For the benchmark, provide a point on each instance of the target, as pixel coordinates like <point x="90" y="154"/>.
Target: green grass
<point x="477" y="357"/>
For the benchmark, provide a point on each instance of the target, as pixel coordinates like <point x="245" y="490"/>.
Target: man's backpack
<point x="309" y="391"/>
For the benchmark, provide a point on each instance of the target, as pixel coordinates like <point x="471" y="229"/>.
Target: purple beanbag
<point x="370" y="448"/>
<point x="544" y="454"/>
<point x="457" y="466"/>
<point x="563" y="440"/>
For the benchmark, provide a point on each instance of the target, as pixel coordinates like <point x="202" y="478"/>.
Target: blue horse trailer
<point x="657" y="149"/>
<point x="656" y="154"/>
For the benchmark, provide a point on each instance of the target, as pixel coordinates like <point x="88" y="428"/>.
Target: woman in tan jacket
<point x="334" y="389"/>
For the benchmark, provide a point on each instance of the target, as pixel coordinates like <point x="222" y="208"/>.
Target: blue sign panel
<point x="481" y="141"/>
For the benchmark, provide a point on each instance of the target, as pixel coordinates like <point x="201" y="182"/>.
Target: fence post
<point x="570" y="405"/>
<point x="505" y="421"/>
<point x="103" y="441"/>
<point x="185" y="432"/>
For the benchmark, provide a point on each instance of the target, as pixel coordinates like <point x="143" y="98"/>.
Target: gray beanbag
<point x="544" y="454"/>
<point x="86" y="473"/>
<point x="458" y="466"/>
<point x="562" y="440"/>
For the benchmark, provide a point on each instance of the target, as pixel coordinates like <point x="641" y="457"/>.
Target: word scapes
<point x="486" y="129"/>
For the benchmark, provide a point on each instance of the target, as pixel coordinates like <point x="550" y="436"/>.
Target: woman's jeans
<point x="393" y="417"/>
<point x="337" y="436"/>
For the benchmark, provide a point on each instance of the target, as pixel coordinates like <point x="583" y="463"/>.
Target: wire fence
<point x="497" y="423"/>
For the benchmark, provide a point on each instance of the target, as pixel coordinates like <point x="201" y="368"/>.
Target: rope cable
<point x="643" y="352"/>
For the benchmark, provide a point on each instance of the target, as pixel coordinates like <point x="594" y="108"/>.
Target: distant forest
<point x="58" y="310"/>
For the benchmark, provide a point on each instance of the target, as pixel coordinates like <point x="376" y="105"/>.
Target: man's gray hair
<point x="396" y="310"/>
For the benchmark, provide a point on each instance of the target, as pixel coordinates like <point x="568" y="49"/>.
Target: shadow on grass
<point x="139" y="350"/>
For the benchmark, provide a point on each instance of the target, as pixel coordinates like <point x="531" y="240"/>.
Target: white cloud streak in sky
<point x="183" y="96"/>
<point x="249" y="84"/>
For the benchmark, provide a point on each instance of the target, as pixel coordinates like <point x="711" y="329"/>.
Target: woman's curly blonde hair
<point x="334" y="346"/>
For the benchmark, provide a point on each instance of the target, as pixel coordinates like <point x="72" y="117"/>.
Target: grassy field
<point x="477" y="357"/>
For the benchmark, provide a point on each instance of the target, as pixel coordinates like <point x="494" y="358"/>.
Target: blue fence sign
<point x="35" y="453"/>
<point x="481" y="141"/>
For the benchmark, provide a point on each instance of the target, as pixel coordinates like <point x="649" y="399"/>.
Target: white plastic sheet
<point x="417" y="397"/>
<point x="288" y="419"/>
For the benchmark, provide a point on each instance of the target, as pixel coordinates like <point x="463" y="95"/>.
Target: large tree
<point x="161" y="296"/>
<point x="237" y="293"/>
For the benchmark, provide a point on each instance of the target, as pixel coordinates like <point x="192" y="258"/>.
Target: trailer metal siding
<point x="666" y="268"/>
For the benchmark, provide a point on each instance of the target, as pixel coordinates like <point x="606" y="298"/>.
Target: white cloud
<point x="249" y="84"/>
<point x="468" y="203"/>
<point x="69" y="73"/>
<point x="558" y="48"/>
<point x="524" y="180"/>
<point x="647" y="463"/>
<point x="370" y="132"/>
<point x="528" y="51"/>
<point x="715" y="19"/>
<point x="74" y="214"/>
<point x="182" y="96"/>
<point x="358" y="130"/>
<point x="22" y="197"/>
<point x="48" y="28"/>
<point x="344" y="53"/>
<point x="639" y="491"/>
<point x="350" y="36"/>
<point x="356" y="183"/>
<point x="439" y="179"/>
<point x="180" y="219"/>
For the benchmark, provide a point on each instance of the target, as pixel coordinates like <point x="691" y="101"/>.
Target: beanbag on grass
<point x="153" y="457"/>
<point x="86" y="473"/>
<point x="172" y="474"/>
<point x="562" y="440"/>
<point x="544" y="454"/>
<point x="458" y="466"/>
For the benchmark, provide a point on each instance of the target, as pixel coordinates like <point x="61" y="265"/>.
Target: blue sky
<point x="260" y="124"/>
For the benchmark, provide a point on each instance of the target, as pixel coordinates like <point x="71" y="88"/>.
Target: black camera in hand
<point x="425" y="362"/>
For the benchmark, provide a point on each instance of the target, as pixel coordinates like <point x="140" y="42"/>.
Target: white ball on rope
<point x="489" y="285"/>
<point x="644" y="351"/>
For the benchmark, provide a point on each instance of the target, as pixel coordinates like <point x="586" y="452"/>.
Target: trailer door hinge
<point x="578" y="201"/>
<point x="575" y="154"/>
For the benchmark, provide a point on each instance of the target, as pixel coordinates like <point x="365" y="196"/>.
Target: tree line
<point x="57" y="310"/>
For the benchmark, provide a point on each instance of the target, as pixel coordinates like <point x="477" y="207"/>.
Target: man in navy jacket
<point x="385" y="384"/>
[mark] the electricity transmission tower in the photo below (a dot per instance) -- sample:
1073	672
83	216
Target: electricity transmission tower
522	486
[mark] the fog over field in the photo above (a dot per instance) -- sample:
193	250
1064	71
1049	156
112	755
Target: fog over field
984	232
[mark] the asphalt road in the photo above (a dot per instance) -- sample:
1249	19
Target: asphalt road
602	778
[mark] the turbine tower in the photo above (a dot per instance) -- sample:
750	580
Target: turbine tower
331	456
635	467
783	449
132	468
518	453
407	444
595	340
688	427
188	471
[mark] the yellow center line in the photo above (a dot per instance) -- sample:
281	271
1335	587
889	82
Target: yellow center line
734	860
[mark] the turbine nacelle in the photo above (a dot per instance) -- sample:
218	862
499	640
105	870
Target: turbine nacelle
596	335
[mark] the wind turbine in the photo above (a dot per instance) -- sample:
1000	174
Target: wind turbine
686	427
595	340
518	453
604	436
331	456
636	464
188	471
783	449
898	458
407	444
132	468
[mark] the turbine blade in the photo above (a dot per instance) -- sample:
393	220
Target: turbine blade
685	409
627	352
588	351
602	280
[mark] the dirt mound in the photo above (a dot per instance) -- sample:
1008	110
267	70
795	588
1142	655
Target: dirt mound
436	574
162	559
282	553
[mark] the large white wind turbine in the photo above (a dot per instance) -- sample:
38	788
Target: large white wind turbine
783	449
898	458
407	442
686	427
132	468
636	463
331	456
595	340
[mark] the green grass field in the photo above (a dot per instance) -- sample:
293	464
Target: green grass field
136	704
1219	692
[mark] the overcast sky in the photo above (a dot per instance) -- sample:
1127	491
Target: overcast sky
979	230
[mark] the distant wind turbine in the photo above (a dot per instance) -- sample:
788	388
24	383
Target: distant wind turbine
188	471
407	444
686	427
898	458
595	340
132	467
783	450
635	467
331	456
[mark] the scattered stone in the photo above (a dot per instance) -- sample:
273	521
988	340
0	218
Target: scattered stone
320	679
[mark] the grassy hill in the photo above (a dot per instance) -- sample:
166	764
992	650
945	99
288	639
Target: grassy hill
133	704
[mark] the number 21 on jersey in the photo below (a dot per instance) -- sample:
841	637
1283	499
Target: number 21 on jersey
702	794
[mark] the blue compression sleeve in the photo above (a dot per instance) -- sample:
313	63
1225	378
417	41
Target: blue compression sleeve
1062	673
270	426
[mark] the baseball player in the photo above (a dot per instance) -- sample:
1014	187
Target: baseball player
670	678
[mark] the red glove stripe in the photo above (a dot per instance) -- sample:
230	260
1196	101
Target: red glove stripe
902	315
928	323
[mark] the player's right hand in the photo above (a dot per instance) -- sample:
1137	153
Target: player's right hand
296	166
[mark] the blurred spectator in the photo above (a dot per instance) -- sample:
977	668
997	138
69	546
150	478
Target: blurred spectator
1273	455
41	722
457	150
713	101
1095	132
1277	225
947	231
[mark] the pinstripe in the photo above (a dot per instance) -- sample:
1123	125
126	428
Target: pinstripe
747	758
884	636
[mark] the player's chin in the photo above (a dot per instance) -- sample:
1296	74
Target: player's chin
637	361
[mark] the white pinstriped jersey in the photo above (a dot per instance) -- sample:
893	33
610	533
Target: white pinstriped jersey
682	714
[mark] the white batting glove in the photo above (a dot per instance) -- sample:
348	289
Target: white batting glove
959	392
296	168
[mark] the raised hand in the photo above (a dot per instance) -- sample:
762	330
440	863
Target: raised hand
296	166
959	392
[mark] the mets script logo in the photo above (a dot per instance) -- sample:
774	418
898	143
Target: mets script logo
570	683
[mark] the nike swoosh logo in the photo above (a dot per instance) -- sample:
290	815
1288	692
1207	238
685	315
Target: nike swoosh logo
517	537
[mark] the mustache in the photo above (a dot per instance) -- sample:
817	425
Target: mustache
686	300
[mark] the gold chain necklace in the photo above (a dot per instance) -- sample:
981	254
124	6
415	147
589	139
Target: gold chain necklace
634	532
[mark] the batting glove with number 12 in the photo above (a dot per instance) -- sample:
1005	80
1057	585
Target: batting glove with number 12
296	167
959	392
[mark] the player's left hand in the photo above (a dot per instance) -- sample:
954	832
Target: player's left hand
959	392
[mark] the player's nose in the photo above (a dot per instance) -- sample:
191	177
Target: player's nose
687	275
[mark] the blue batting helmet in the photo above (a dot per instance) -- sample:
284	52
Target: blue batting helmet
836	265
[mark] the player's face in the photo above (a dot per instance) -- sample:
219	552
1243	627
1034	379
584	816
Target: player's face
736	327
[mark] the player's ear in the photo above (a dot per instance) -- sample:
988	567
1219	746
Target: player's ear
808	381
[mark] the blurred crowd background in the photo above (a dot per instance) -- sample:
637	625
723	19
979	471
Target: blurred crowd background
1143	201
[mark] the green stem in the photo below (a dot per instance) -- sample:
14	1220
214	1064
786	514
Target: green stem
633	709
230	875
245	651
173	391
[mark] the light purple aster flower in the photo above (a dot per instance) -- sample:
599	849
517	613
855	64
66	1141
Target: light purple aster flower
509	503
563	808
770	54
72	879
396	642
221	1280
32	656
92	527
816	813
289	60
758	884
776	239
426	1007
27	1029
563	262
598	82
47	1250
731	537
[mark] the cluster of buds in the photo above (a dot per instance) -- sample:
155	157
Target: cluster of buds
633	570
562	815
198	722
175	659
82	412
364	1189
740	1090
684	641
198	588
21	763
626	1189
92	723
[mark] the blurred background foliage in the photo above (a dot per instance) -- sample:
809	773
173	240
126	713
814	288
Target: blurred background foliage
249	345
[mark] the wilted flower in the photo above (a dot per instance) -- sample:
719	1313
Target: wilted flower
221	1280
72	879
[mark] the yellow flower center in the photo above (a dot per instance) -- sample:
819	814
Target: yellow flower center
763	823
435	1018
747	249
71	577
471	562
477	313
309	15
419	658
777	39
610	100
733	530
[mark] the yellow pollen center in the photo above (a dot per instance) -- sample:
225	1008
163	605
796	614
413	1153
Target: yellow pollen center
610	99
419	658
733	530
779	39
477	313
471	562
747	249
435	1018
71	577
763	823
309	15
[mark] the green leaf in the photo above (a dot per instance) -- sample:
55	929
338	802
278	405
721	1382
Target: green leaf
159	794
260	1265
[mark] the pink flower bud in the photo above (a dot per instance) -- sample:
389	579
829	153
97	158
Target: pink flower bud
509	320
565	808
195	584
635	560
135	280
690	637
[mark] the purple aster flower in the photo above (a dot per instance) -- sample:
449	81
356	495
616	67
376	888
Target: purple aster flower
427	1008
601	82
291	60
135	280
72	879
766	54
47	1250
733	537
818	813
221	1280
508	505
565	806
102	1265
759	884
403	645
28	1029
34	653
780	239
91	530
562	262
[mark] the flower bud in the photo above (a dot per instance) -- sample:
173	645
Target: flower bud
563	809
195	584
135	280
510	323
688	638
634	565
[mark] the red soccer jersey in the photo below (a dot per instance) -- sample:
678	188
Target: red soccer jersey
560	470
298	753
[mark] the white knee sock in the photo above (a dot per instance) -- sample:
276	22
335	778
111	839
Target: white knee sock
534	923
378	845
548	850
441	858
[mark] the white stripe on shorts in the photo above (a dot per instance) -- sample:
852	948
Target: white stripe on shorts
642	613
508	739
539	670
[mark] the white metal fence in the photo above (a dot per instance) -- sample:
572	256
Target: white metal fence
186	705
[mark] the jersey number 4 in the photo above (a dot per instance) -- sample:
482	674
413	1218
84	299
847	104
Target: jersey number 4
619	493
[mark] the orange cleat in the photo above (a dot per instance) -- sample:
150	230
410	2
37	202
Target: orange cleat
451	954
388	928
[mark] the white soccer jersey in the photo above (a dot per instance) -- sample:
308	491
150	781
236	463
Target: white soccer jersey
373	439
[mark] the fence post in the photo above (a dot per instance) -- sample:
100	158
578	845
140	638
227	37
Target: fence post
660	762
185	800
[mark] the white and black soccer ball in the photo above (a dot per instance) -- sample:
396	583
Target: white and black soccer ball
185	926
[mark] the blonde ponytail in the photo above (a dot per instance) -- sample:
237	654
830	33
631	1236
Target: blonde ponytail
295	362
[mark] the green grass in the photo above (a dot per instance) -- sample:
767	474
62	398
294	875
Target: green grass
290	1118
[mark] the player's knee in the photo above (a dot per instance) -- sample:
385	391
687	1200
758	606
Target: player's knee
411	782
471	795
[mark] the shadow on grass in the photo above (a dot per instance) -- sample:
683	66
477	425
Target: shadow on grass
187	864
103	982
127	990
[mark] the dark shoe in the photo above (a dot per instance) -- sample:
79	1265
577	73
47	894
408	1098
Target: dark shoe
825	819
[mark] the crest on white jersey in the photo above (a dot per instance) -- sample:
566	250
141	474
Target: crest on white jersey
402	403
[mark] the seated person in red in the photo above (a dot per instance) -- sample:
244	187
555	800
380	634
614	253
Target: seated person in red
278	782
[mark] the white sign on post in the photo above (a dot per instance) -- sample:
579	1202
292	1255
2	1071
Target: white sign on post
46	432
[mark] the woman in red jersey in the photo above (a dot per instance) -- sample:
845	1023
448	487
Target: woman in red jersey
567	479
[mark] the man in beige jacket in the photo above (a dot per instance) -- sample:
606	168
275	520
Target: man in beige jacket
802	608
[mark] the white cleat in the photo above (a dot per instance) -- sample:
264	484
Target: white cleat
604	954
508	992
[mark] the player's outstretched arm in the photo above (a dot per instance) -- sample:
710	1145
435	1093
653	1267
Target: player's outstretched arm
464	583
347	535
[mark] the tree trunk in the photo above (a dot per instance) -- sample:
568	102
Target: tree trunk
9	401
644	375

----------------

Return the lines beginning at the one that contains "[mark] the crest" and continuing through the last line of the data, exactly as they stand and without any others.

[mark] the crest on white jersey in the photo above (a dot per instance) -- sample:
566	250
141	474
Target: crest on white jersey
402	403
[mark] the seated person in red in the photo above (a dot per instance) -- sample:
244	187
555	800
380	634
614	253
Target: seated person in red
278	782
[mark] the white sign on post in the photo above (a dot per instance) -- sample:
579	1202
292	1255
2	1071
Target: white sign on post
46	432
[mark] the woman in red jersey in the photo above (a dot per instance) -- sample:
845	1023
448	487
Target: woman in red jersey
567	479
[mark] the man in beige jacket in the photo above (a dot per instance) -- sample:
606	168
275	520
Target: man in beige jacket
802	608
[mark] the white cleat in the photo above (a dot per instance) -- sample:
264	484
Target: white cleat
604	954
508	992
[mark] the player's outstretched arm in the photo above (a dot per instance) -- sample:
710	1145
435	1093
653	1267
Target: player's outstretched arm
464	583
347	535
[mark] the tree trunk in the photo above (a dot per instance) -- sample:
568	102
Target: tree trunk
9	401
644	375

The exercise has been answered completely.